Dataset entries:

%%

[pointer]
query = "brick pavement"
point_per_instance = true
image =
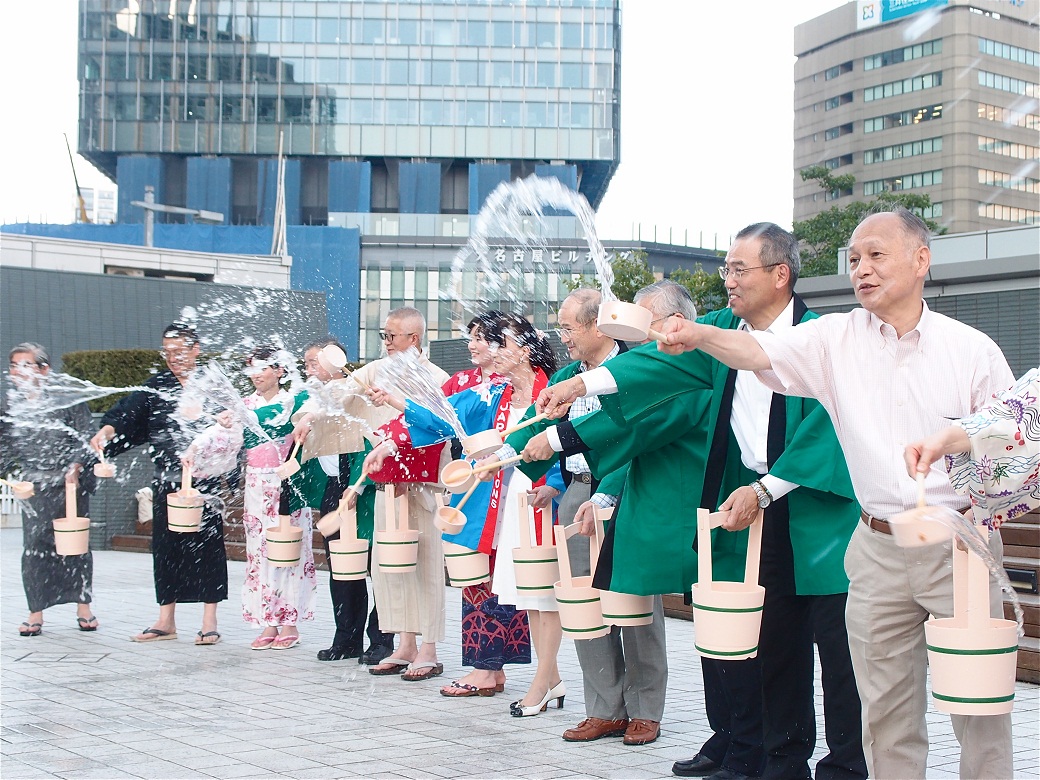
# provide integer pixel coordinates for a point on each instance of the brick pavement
(96, 705)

%%

# DIRECTIONS
Repeat each line of the records exactly, dropping the pictures.

# OUTPUT FOR THIS EXERCISE
[pointer]
query = "brick pavement"
point_per_instance = true
image =
# provide integer pixel coordinates for a point on each instance of the brick pavement
(96, 705)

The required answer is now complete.